··· AVAILABLE RECORDS

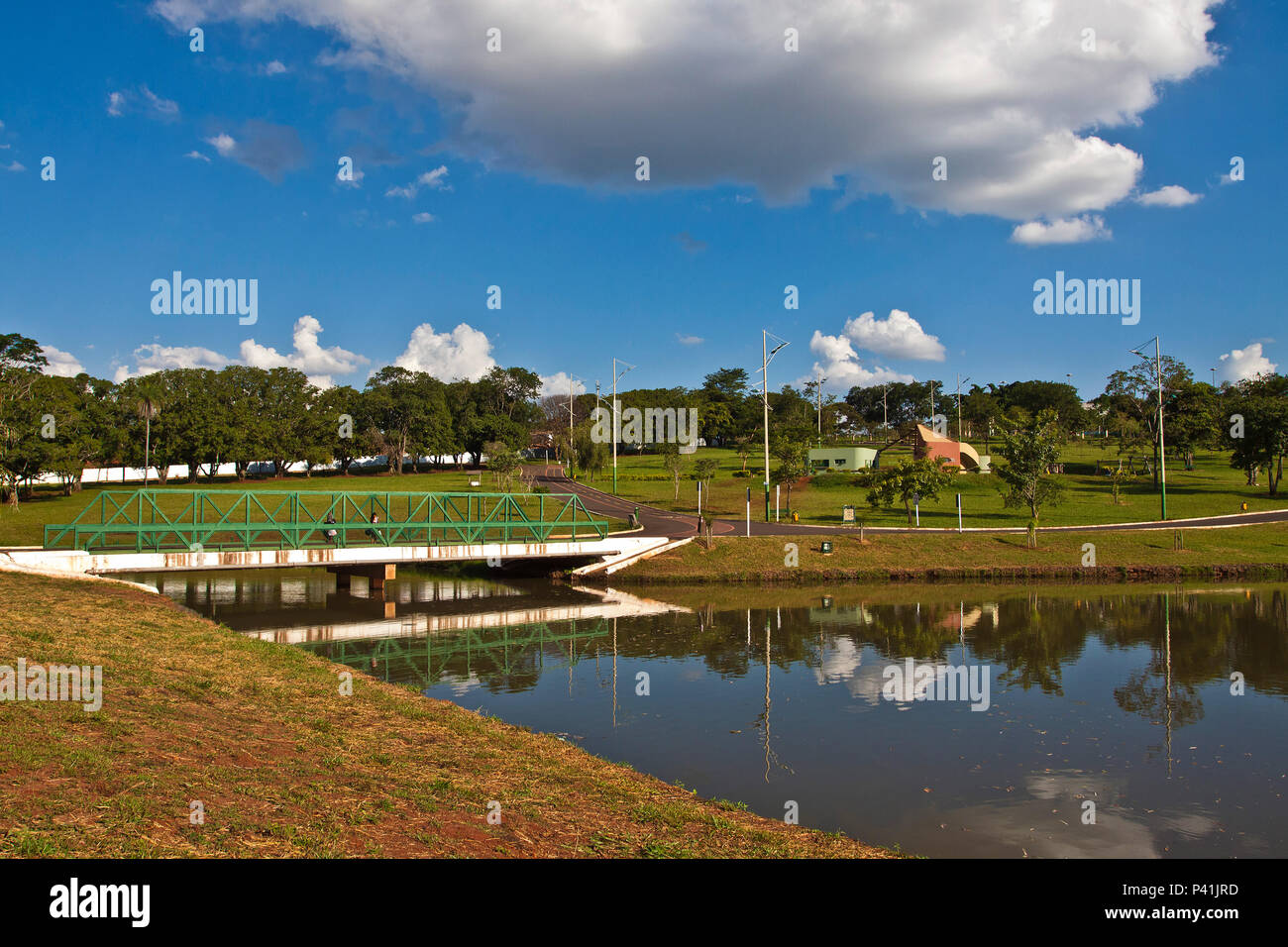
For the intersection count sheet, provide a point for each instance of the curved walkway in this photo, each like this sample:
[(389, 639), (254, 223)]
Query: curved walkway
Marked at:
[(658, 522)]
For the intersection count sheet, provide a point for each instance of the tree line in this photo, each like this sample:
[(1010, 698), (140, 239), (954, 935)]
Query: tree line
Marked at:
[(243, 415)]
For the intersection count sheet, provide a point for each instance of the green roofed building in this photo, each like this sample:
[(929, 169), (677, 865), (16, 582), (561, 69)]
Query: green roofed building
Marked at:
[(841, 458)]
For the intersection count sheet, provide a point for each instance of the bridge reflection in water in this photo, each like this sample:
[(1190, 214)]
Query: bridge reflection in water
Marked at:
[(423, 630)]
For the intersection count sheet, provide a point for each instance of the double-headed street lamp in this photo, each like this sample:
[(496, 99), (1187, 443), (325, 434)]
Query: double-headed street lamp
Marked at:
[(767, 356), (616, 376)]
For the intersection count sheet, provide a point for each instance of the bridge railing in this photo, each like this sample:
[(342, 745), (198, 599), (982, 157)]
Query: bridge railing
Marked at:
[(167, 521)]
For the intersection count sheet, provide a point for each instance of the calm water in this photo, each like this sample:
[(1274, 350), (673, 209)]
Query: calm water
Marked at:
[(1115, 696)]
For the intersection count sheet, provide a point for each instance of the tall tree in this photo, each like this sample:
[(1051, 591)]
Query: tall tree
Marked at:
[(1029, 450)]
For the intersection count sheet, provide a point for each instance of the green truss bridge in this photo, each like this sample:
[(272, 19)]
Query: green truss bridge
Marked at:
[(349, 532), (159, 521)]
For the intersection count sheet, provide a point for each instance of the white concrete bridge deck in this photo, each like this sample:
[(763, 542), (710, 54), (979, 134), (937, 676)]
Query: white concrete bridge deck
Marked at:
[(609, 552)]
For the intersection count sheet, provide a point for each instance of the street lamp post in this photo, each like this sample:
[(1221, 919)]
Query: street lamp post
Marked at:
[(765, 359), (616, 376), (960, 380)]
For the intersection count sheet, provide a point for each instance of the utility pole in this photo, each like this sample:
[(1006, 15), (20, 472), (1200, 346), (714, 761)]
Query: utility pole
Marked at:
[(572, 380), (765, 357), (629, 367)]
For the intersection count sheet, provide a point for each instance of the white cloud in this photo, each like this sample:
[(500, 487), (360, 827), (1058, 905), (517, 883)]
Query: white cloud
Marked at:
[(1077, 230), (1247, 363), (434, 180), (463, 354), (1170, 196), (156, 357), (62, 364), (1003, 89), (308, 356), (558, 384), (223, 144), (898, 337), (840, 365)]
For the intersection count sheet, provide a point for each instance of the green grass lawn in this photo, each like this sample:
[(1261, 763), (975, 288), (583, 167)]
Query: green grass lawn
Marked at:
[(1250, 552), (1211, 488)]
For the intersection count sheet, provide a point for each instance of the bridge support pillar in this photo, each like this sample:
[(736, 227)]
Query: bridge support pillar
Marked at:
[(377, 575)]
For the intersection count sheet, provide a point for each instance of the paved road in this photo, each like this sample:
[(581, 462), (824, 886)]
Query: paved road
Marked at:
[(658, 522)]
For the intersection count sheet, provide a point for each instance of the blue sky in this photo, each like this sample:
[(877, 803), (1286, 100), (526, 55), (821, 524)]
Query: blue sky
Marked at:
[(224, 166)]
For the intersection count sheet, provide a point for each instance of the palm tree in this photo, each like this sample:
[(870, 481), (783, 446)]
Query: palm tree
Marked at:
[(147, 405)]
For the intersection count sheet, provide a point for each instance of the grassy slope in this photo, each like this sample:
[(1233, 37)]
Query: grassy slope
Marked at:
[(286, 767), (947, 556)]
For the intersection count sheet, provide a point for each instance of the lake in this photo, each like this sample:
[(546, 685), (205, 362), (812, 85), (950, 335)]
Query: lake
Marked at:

······
··· AVAILABLE RECORDS

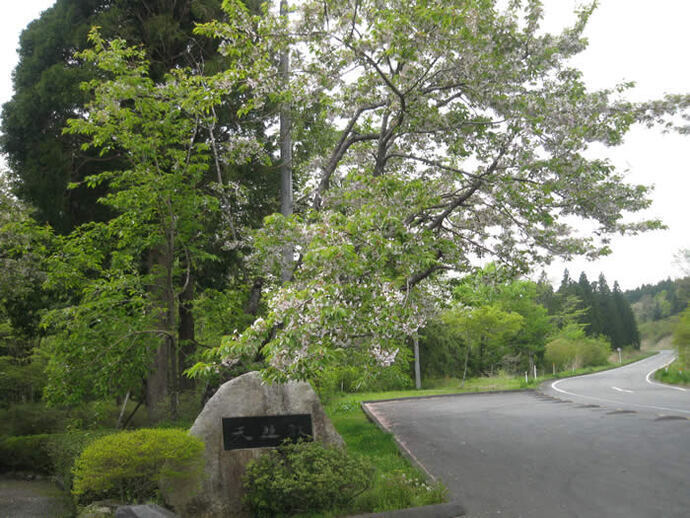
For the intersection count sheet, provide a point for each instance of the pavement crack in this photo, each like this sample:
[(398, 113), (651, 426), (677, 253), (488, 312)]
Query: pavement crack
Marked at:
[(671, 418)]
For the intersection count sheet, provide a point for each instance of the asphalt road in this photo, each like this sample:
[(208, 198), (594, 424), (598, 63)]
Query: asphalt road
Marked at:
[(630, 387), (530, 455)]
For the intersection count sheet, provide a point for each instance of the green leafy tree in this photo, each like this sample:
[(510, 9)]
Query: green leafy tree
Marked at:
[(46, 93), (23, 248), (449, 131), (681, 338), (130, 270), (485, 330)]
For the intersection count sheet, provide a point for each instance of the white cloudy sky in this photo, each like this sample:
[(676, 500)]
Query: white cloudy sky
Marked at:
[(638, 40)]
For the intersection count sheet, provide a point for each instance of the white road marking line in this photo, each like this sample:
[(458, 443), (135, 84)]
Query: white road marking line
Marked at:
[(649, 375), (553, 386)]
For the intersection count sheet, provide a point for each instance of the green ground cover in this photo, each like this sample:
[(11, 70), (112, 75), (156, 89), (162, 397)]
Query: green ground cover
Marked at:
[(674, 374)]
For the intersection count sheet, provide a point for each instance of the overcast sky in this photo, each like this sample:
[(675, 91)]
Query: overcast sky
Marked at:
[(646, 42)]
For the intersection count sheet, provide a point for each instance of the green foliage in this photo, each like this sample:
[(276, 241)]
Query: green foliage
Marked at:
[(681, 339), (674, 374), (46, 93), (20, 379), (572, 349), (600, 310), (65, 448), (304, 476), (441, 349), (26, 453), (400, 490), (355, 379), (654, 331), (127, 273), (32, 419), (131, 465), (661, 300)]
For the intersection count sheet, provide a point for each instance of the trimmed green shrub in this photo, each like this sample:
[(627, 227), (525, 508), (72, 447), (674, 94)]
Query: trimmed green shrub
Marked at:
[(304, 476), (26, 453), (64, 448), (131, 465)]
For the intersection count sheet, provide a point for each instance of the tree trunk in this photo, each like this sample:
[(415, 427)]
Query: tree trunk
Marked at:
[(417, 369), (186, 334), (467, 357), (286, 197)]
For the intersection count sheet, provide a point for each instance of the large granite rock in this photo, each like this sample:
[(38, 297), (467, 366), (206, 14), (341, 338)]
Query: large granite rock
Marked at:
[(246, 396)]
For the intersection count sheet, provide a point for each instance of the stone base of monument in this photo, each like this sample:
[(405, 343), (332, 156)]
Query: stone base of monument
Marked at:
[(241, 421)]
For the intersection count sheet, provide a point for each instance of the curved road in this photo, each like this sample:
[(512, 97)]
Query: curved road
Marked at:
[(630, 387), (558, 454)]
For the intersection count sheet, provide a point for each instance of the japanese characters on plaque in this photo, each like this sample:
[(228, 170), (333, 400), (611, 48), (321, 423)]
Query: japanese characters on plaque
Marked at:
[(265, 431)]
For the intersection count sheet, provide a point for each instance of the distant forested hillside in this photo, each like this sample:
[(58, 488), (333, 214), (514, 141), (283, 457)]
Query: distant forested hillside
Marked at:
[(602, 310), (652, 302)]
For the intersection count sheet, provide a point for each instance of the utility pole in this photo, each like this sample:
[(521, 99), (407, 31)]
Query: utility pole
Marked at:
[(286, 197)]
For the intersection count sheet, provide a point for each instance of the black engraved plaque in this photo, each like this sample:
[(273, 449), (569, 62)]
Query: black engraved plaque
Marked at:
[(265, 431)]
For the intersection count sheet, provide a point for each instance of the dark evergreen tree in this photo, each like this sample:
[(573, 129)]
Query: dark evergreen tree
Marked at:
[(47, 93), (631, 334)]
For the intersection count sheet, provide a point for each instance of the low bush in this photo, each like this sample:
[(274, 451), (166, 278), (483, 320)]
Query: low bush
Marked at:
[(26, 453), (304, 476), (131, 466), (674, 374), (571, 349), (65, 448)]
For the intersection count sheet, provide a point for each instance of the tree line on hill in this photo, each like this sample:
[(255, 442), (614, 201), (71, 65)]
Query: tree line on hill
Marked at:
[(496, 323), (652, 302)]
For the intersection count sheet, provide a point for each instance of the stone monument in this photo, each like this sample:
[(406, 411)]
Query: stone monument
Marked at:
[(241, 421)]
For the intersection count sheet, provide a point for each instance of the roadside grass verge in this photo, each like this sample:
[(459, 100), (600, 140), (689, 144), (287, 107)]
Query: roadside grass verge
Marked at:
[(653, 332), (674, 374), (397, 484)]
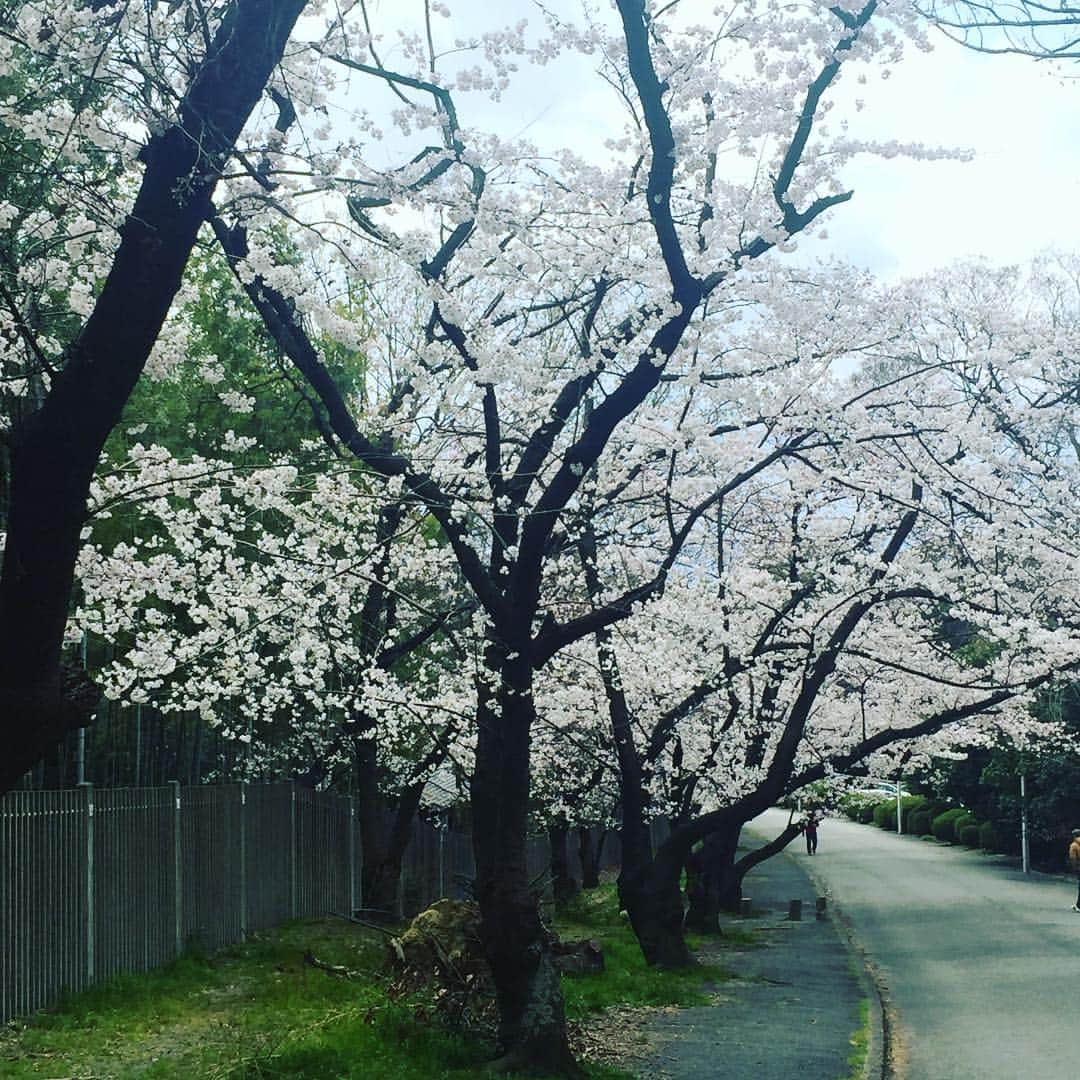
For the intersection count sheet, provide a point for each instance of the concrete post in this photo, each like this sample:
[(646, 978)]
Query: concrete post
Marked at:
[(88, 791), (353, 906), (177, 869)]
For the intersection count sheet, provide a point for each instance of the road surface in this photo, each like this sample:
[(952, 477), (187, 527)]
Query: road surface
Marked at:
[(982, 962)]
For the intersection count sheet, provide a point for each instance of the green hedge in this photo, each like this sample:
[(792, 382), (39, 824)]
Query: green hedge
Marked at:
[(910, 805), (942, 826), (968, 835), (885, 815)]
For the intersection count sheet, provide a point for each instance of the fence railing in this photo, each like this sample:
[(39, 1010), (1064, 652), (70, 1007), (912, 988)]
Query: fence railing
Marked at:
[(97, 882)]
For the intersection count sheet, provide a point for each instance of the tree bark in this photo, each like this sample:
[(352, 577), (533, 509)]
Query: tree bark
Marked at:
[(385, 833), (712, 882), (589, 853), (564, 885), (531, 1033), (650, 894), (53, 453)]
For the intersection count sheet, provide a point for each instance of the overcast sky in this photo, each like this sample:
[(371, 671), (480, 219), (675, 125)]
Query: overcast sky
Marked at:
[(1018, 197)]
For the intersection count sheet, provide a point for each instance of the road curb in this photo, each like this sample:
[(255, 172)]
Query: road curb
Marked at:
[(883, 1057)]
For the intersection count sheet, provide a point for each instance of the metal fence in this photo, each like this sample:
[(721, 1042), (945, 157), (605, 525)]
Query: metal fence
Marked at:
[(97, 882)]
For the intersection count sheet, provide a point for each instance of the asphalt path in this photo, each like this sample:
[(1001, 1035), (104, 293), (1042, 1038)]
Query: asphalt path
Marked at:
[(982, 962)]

······
··· AVAILABLE RECORDS

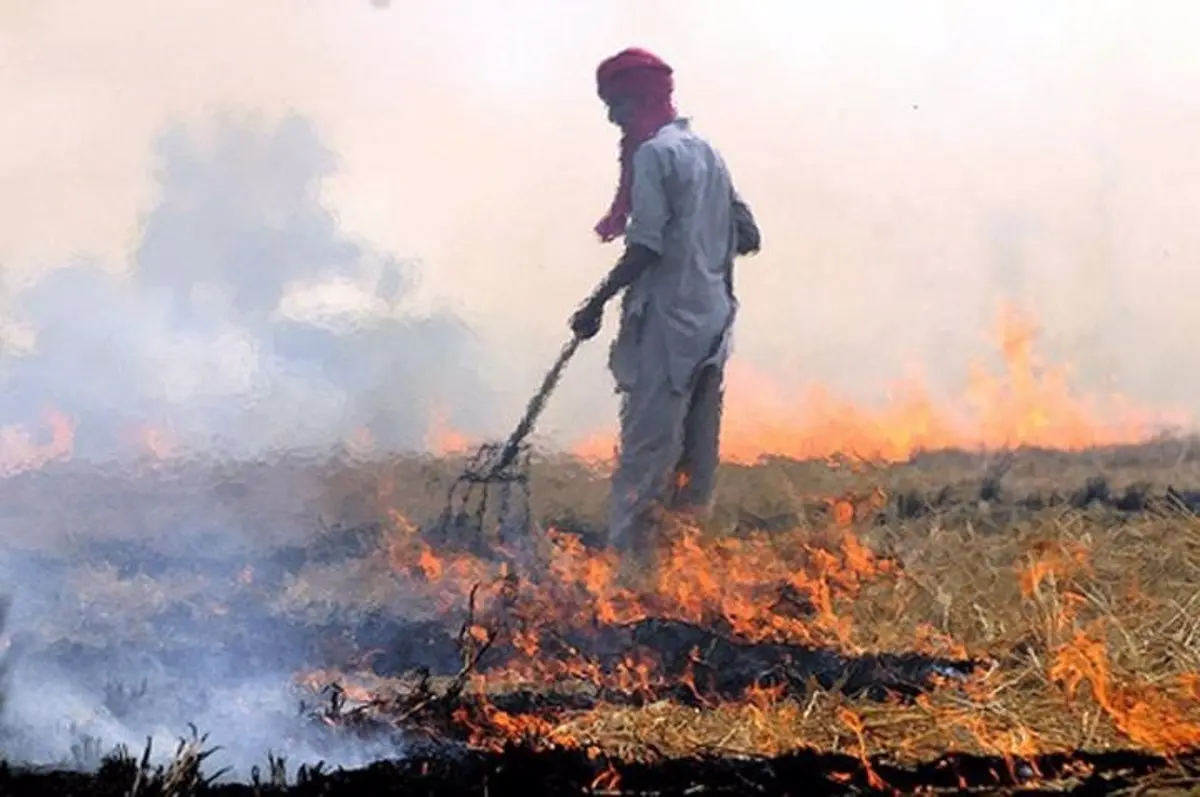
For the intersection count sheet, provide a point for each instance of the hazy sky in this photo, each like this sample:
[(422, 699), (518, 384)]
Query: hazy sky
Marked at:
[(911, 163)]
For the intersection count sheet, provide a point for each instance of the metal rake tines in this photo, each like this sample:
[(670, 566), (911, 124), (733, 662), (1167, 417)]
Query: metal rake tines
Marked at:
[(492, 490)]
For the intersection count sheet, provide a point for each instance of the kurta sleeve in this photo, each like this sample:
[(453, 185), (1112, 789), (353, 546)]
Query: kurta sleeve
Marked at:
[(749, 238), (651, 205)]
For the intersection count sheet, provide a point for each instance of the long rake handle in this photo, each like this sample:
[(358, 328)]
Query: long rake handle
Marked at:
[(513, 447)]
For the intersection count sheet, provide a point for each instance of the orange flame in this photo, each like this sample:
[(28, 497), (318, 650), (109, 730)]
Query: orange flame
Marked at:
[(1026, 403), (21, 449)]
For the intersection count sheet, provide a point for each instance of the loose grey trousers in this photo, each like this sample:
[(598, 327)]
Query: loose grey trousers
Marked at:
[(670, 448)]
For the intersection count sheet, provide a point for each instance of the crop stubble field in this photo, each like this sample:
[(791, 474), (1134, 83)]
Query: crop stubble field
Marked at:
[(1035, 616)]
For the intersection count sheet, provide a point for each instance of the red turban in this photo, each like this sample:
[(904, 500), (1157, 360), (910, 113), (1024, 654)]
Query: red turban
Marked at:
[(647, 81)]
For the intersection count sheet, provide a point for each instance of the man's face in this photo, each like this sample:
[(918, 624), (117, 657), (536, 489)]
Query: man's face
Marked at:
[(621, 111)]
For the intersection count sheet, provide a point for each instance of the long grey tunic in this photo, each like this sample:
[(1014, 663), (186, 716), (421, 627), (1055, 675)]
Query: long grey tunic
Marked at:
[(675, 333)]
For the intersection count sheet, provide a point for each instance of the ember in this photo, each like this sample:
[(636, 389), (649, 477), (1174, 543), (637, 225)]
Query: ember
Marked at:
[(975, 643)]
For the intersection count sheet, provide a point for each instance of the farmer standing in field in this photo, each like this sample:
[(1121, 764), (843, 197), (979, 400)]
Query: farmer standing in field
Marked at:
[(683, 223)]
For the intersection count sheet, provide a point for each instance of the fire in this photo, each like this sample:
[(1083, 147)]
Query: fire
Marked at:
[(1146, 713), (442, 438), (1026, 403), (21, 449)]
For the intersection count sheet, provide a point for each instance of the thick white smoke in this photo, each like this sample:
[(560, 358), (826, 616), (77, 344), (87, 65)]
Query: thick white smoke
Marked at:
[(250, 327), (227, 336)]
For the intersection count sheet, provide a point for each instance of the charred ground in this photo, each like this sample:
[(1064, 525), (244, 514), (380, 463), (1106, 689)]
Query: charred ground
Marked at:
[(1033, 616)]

······

EXERCISE REQUIREMENTS:
Which lines of the material contain "farmer"? List them.

EXERCISE ANSWER:
For the intersection count sheet, provide a point for each instance of the farmer standing in field in this photo, each like this sample:
Query: farmer standing in field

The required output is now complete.